= The task =
In the data below, rewrite the stretch from the line containing "draw the outline of woman's hand" through the end of the data, changing "woman's hand" to "person's hand" and keeping everything else the same. Leave the pictures out of your answer.

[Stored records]
################

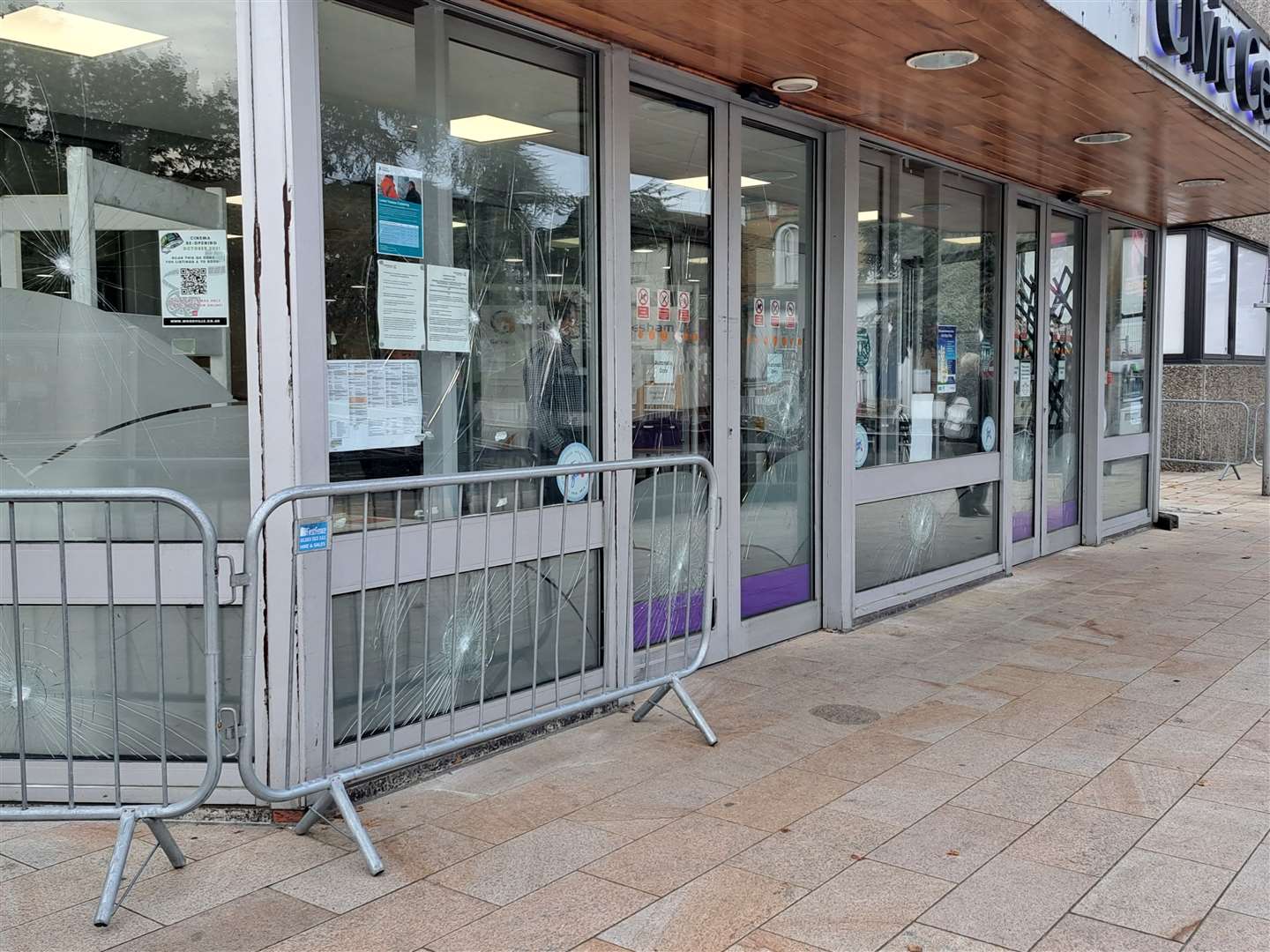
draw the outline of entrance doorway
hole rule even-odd
[[[719,473],[721,660],[820,625],[822,140],[644,80],[630,113],[631,446]]]
[[[1015,215],[1016,562],[1081,541],[1085,218],[1021,201]]]

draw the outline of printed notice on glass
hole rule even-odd
[[[375,162],[375,251],[423,258],[423,171]]]
[[[428,349],[453,354],[471,350],[466,268],[428,265]]]
[[[411,447],[423,430],[418,360],[328,360],[330,449]]]
[[[935,329],[935,392],[956,393],[956,326],[940,324]]]
[[[224,231],[160,231],[163,326],[227,327],[229,260]]]
[[[376,286],[376,315],[381,350],[422,350],[423,265],[409,261],[380,261]]]

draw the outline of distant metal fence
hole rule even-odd
[[[69,510],[74,510],[72,524],[94,527],[91,542],[74,534],[69,539]],[[13,711],[0,720],[0,750],[6,751],[0,759],[0,800],[15,801],[0,806],[0,821],[117,820],[114,853],[94,919],[107,925],[157,849],[174,867],[185,864],[164,821],[203,803],[220,779],[216,531],[193,500],[166,489],[0,490],[0,611],[11,627],[9,637],[0,637],[0,708]],[[131,527],[149,522],[150,542],[121,542],[124,522]],[[173,532],[174,522],[183,523],[180,532]],[[197,531],[202,569],[202,638],[194,645],[177,644],[163,623],[161,550],[165,542],[187,542],[187,522]],[[38,529],[28,529],[25,534],[34,538],[23,541],[22,527],[32,526],[56,526],[56,541]],[[121,578],[122,561],[127,561],[127,581]],[[71,626],[72,607],[84,603],[72,589],[85,576],[102,584],[108,612],[102,635],[108,644],[104,651],[91,645],[93,664],[76,665],[76,652],[90,647],[77,644],[83,638],[72,636]],[[117,608],[147,604],[154,611],[152,669],[137,679],[144,682],[140,687],[130,685],[124,683],[128,673],[121,670],[127,632],[118,631]],[[29,621],[36,613],[52,619],[46,633],[53,636],[53,645],[28,636],[37,627]],[[201,658],[202,697],[192,683],[197,674],[188,670],[182,673],[180,691],[169,689],[165,655],[178,654]],[[107,683],[100,685],[98,679]],[[128,782],[137,748],[146,749],[147,759],[157,759],[160,786],[152,795],[157,802],[142,792],[146,787]],[[175,777],[169,782],[174,767],[179,767],[179,782]],[[190,790],[192,777],[198,779]],[[173,787],[188,792],[174,796]],[[121,896],[138,821],[150,828],[155,845]]]
[[[251,517],[234,580],[246,589],[245,786],[271,803],[316,798],[297,834],[338,811],[378,873],[382,861],[348,796],[354,782],[645,691],[653,694],[635,720],[673,691],[716,743],[681,679],[709,646],[718,520],[715,472],[700,456],[276,493]],[[249,702],[267,536],[291,546],[296,580],[290,611],[269,608],[269,644],[287,644],[287,670],[301,673],[287,684],[284,720],[271,717],[286,730],[272,782],[257,763]],[[630,566],[621,585],[602,571],[611,546],[630,553],[610,560]],[[606,598],[621,599],[605,612],[626,625],[601,623]],[[311,627],[301,630],[300,618]],[[311,716],[292,718],[301,699],[321,712],[320,727]]]
[[[1265,466],[1267,437],[1270,437],[1270,418],[1266,416],[1266,401],[1262,400],[1252,416],[1252,462],[1257,466]]]
[[[1242,400],[1163,400],[1161,461],[1220,466],[1222,475],[1240,476],[1240,466],[1253,459],[1256,425]]]

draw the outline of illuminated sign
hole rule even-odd
[[[1152,0],[1142,58],[1270,143],[1270,43],[1220,0]]]

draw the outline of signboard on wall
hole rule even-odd
[[[1270,146],[1270,44],[1220,0],[1149,0],[1138,58]]]

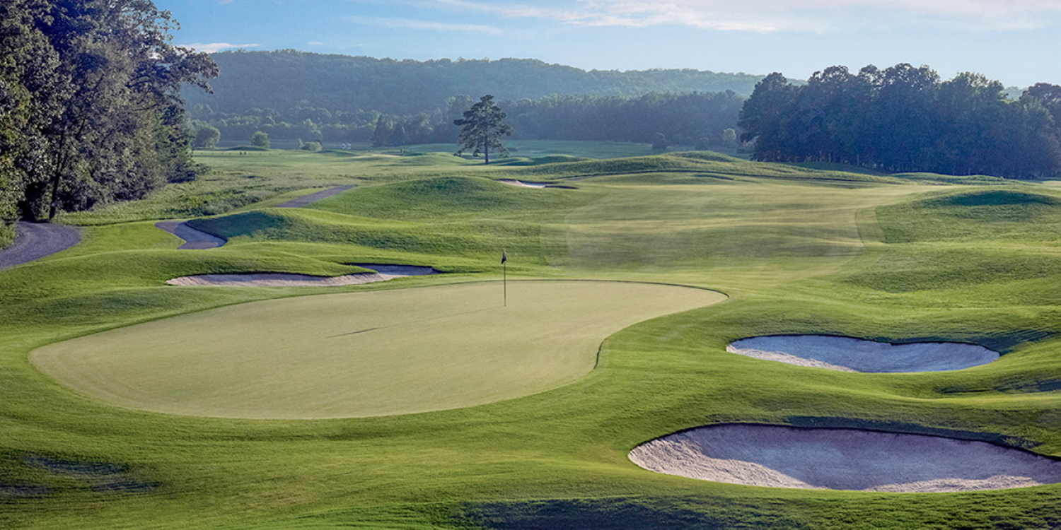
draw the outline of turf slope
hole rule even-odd
[[[467,407],[576,381],[612,333],[721,301],[622,282],[481,282],[267,300],[39,349],[77,391],[157,412],[351,418]]]

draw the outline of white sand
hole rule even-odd
[[[227,287],[323,287],[358,285],[362,283],[385,282],[407,276],[435,275],[431,267],[416,265],[358,264],[376,272],[358,272],[345,276],[290,275],[284,272],[260,272],[253,275],[196,275],[167,280],[170,285],[220,285]]]
[[[935,372],[986,365],[998,352],[960,342],[890,344],[827,335],[775,335],[735,340],[726,351],[789,365],[849,372]]]
[[[957,492],[1061,482],[1061,462],[1003,447],[922,435],[771,425],[718,425],[630,452],[667,475],[769,488]]]
[[[510,178],[498,180],[498,182],[508,186],[518,186],[520,188],[545,188],[546,186],[549,186],[547,182],[526,182],[523,180],[514,180]]]

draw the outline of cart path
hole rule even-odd
[[[186,243],[178,247],[185,250],[218,248],[228,243],[228,240],[208,234],[202,230],[188,226],[188,223],[179,220],[160,220],[155,223],[155,226],[172,233],[173,235],[176,235],[177,237],[180,237],[181,240],[185,240]]]
[[[74,227],[19,222],[15,226],[15,243],[0,250],[0,269],[39,260],[79,243],[81,232]]]
[[[282,205],[277,205],[276,208],[303,208],[303,207],[309,206],[310,204],[316,202],[316,201],[318,201],[318,200],[320,200],[323,198],[328,198],[328,197],[331,197],[332,195],[337,195],[340,193],[343,193],[343,192],[345,192],[345,191],[347,191],[347,190],[349,190],[351,188],[353,188],[353,187],[352,186],[336,186],[334,188],[329,188],[327,190],[319,191],[317,193],[311,193],[309,195],[302,195],[301,197],[298,197],[298,198],[296,198],[294,200],[289,200],[289,201],[286,201],[286,202],[284,202]]]

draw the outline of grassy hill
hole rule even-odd
[[[945,494],[784,490],[655,474],[627,458],[646,440],[729,422],[946,429],[1061,457],[1058,190],[719,155],[490,167],[406,163],[423,159],[204,154],[201,160],[215,167],[209,179],[67,216],[85,226],[82,244],[0,271],[0,526],[943,529],[1059,523],[1059,484]],[[506,178],[573,189],[498,181]],[[355,188],[310,208],[273,208],[342,183]],[[255,200],[204,215],[196,210],[203,193],[210,200],[248,194]],[[153,226],[163,217],[196,217],[196,227],[229,242],[178,250],[177,238]],[[560,386],[418,413],[253,420],[153,412],[71,390],[46,374],[54,367],[34,361],[38,349],[76,346],[63,341],[77,337],[137,334],[135,324],[145,323],[211,325],[211,316],[222,314],[228,316],[212,320],[210,336],[258,337],[265,332],[236,316],[253,315],[258,306],[248,302],[267,302],[275,320],[259,323],[279,338],[247,355],[267,353],[269,373],[288,381],[284,370],[297,370],[314,354],[288,344],[298,340],[282,333],[306,314],[300,307],[370,295],[373,303],[392,304],[381,305],[386,311],[419,306],[448,316],[447,307],[417,302],[416,295],[497,285],[502,248],[510,282],[662,283],[727,298],[624,323],[594,341],[594,368]],[[337,276],[362,270],[356,263],[430,265],[449,273],[328,288],[164,284],[207,272]],[[593,297],[582,298],[585,305],[546,313],[580,328],[594,314]],[[521,348],[566,351],[534,337],[562,340],[568,332],[540,315],[524,318],[533,322],[519,332]],[[460,332],[425,323],[407,330],[396,336],[416,338],[420,353],[429,353],[418,357],[427,365],[417,370],[441,373],[441,365],[432,364],[430,334]],[[351,331],[361,329],[334,334]],[[725,351],[732,340],[770,334],[958,340],[1003,356],[960,371],[869,374]],[[121,368],[144,373],[172,366],[180,373],[203,370],[204,379],[218,376],[209,365],[180,357],[180,344],[191,348],[207,340],[206,333],[163,335],[167,349],[152,346],[162,339],[145,336],[127,352],[157,363]],[[237,350],[211,355],[225,351]],[[348,369],[345,355],[355,353],[332,351],[329,363],[336,372]],[[264,370],[251,357],[229,360],[251,373]],[[396,353],[382,363],[407,360]],[[166,372],[152,376],[164,381]],[[314,393],[313,377],[299,381],[298,392],[328,401]],[[167,388],[173,399],[209,398],[194,383]],[[349,390],[343,399],[354,399],[356,386]],[[267,387],[255,391],[269,395]]]

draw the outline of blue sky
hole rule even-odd
[[[587,70],[694,68],[805,80],[928,65],[1061,85],[1061,0],[155,0],[203,51],[396,59],[538,58]]]

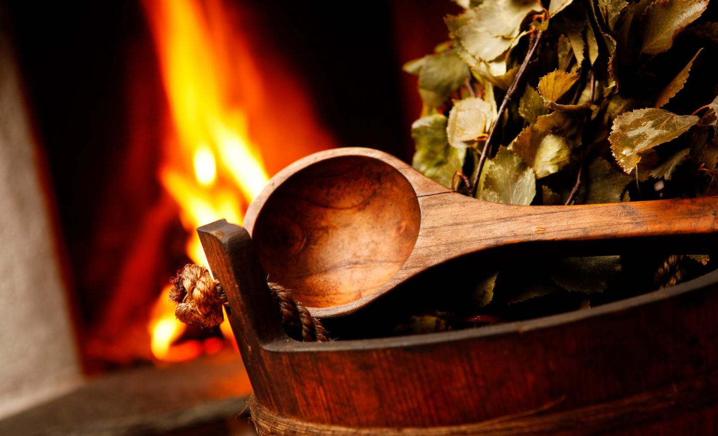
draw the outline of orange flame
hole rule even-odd
[[[243,211],[269,179],[261,153],[250,140],[248,131],[248,113],[267,113],[268,105],[261,101],[263,75],[253,61],[247,59],[251,57],[247,44],[233,27],[228,18],[233,16],[221,0],[201,4],[190,1],[146,0],[144,6],[157,46],[172,118],[172,128],[164,138],[165,157],[159,176],[180,207],[182,224],[190,235],[187,255],[195,263],[206,266],[195,229],[220,218],[241,223]],[[238,53],[243,59],[241,62],[237,59]],[[304,123],[286,125],[285,129],[295,138],[297,133],[302,136],[302,131],[313,132],[304,135],[305,141],[313,141],[310,143],[314,150],[309,151],[330,146],[328,136],[312,125],[314,120],[311,114],[307,115],[305,98],[293,84],[286,87],[286,78],[281,80],[284,81],[280,84],[285,91],[283,97],[290,100],[294,97],[294,103],[290,101],[289,106],[294,105],[293,110],[301,115],[294,118],[302,118]],[[273,85],[279,86],[276,82]],[[265,128],[269,125],[262,120],[253,120],[251,124],[258,123],[264,123]],[[300,153],[305,153],[305,149],[306,146],[300,147]],[[293,158],[292,155],[289,153],[284,157]],[[185,326],[175,319],[173,305],[166,300],[167,295],[165,290],[156,303],[148,326],[153,354],[159,360],[178,361],[194,357],[203,350],[206,352],[206,344],[187,341],[172,345]],[[221,328],[225,337],[232,338],[226,321]]]

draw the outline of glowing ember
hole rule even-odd
[[[276,138],[276,132],[269,131],[276,131],[276,125],[248,117],[262,111],[271,116],[267,113],[271,105],[265,101],[269,93],[262,90],[267,87],[262,82],[263,74],[252,60],[246,42],[230,21],[232,11],[221,0],[202,4],[146,0],[144,6],[172,121],[164,135],[165,156],[159,176],[181,208],[182,225],[190,235],[187,255],[195,263],[206,266],[196,227],[220,218],[241,224],[243,211],[269,179],[261,153],[250,138],[259,138],[256,143],[265,151],[268,146],[279,150],[279,146],[286,146],[274,140],[266,146],[265,143],[272,141],[262,138]],[[292,121],[283,124],[287,134],[284,138],[291,134],[312,148],[294,147],[298,150],[279,158],[281,166],[296,158],[297,151],[304,155],[332,145],[307,110],[306,98],[287,80],[275,77],[272,82],[284,91],[282,108],[296,114],[289,117]],[[269,103],[276,104],[276,98]],[[264,125],[267,133],[253,136],[248,130],[250,124]],[[164,290],[148,326],[155,357],[185,360],[216,349],[216,339],[173,344],[185,326],[175,319],[174,306],[166,301],[167,295]],[[225,337],[232,338],[226,321],[220,328]]]

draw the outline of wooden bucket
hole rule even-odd
[[[307,343],[283,331],[247,232],[198,231],[261,435],[718,433],[718,272],[530,321]]]

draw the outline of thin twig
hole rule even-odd
[[[574,187],[571,189],[571,193],[569,194],[569,198],[566,200],[566,203],[564,204],[568,206],[573,201],[574,196],[576,196],[576,193],[579,191],[579,186],[581,186],[581,171],[583,170],[584,160],[583,157],[581,158],[581,165],[579,166],[579,174],[576,176],[576,183],[574,184]]]
[[[471,182],[472,196],[476,196],[476,189],[479,185],[479,177],[481,176],[481,171],[483,170],[484,164],[486,162],[486,157],[488,154],[489,147],[491,145],[491,140],[493,139],[494,133],[496,132],[496,126],[498,125],[499,120],[503,115],[503,111],[505,110],[506,106],[508,105],[508,101],[511,100],[511,97],[513,96],[516,88],[518,87],[518,82],[521,81],[522,76],[523,76],[523,72],[526,70],[526,65],[528,65],[528,62],[531,60],[533,52],[538,46],[538,42],[541,41],[541,35],[544,34],[543,31],[538,29],[536,29],[533,32],[534,33],[531,34],[531,40],[529,44],[528,51],[526,52],[526,56],[523,58],[523,62],[521,62],[521,66],[518,68],[518,72],[516,73],[516,77],[514,77],[513,82],[511,83],[511,86],[506,91],[503,101],[501,102],[501,106],[498,108],[498,114],[496,116],[496,119],[491,125],[491,130],[489,131],[488,136],[486,137],[484,148],[481,150],[481,157],[479,158],[479,164],[477,167],[476,173],[474,174],[473,180]]]
[[[593,93],[595,90],[596,81],[593,76],[593,70],[591,70],[591,103],[593,103]]]
[[[467,177],[466,174],[464,174],[464,171],[461,171],[460,169],[457,169],[455,171],[454,171],[454,174],[452,174],[452,176],[451,176],[451,186],[452,186],[452,188],[454,189],[454,177],[455,177],[457,176],[459,176],[460,183],[461,182],[461,181],[463,181],[464,186],[466,186],[466,190],[467,191],[471,191],[471,184],[469,181],[469,178]],[[456,189],[454,189],[454,191],[458,191],[459,190],[459,186],[457,186]]]
[[[474,87],[471,86],[470,75],[466,78],[466,81],[464,82],[464,85],[466,87],[466,89],[469,90],[469,93],[471,94],[471,96],[476,98],[476,93],[474,92]]]

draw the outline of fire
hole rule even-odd
[[[243,211],[269,179],[257,144],[262,151],[288,148],[277,141],[284,138],[274,131],[276,125],[256,118],[272,116],[271,107],[277,101],[267,98],[269,87],[283,90],[281,107],[298,115],[289,117],[292,120],[284,126],[286,133],[313,148],[295,147],[274,162],[275,166],[286,165],[287,158],[294,160],[297,152],[304,155],[332,144],[314,124],[306,98],[296,85],[286,77],[275,77],[271,87],[263,82],[266,75],[230,21],[236,15],[221,0],[201,4],[146,0],[144,6],[172,120],[164,134],[164,158],[158,176],[180,207],[182,225],[190,235],[187,255],[194,262],[206,266],[195,229],[220,218],[241,224]],[[264,125],[264,133],[251,131],[249,126],[256,125]],[[258,139],[254,141],[255,137]],[[148,326],[153,354],[159,360],[179,361],[210,351],[211,341],[173,345],[185,326],[175,319],[167,290],[156,303]],[[233,339],[226,321],[221,328],[225,337]]]

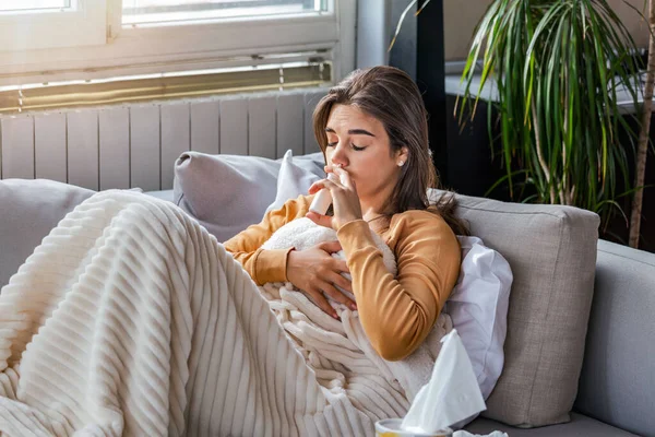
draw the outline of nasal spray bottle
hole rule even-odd
[[[335,167],[341,168],[341,166],[336,166],[336,165],[335,165]],[[334,173],[331,173],[330,175],[327,175],[327,179],[332,180],[333,182],[340,181],[338,176],[336,176]],[[327,209],[330,208],[331,204],[332,204],[332,193],[330,192],[330,190],[327,188],[323,188],[321,191],[319,191],[319,193],[312,200],[311,204],[309,205],[309,211],[315,212],[317,214],[325,215],[325,213],[327,212]]]

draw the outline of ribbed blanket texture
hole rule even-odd
[[[94,194],[0,294],[0,435],[366,436],[404,415],[448,320],[389,364],[355,312],[282,285],[172,203]]]

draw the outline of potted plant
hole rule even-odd
[[[488,82],[498,91],[507,170],[498,184],[515,200],[575,205],[607,223],[631,192],[619,131],[635,139],[626,119],[634,116],[622,114],[619,93],[638,109],[641,88],[626,26],[606,0],[492,0],[474,34],[460,116],[475,116],[479,72],[477,95]]]

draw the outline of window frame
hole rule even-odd
[[[121,0],[85,1],[107,2],[105,44],[0,51],[0,86],[223,68],[310,50],[331,58],[335,80],[355,67],[356,0],[333,0],[327,12],[311,15],[131,28],[121,25]]]

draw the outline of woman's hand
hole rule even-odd
[[[325,167],[325,170],[330,172],[327,167]],[[359,203],[355,181],[350,179],[348,172],[341,167],[333,167],[332,173],[340,177],[340,182],[321,179],[309,187],[309,193],[313,194],[323,188],[329,189],[332,194],[334,216],[321,215],[310,211],[306,214],[306,217],[318,225],[338,231],[344,224],[361,218],[361,204]]]
[[[334,259],[330,253],[342,249],[338,241],[321,243],[305,250],[291,250],[287,258],[287,279],[297,288],[312,298],[319,308],[327,315],[338,318],[325,296],[346,305],[348,308],[357,309],[355,302],[340,292],[335,284],[343,290],[353,293],[350,281],[342,276],[342,272],[348,273],[346,261]]]

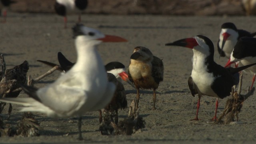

################

= The output =
draw the outline of person's hand
hole rule even-odd
[[[325,167],[325,170],[330,172],[327,167]],[[359,203],[355,181],[350,179],[348,172],[341,167],[333,167],[332,173],[340,177],[340,182],[321,179],[309,187],[309,193],[313,194],[323,188],[329,189],[332,194],[334,216],[321,215],[310,211],[306,214],[306,217],[318,225],[338,231],[344,224],[361,218],[361,204]]]
[[[334,259],[330,253],[342,249],[338,241],[321,243],[305,250],[291,250],[287,258],[287,279],[297,288],[312,298],[319,308],[327,315],[338,318],[325,296],[346,305],[348,308],[357,309],[355,302],[340,292],[335,284],[343,290],[353,293],[350,281],[342,276],[342,272],[348,273],[346,261]]]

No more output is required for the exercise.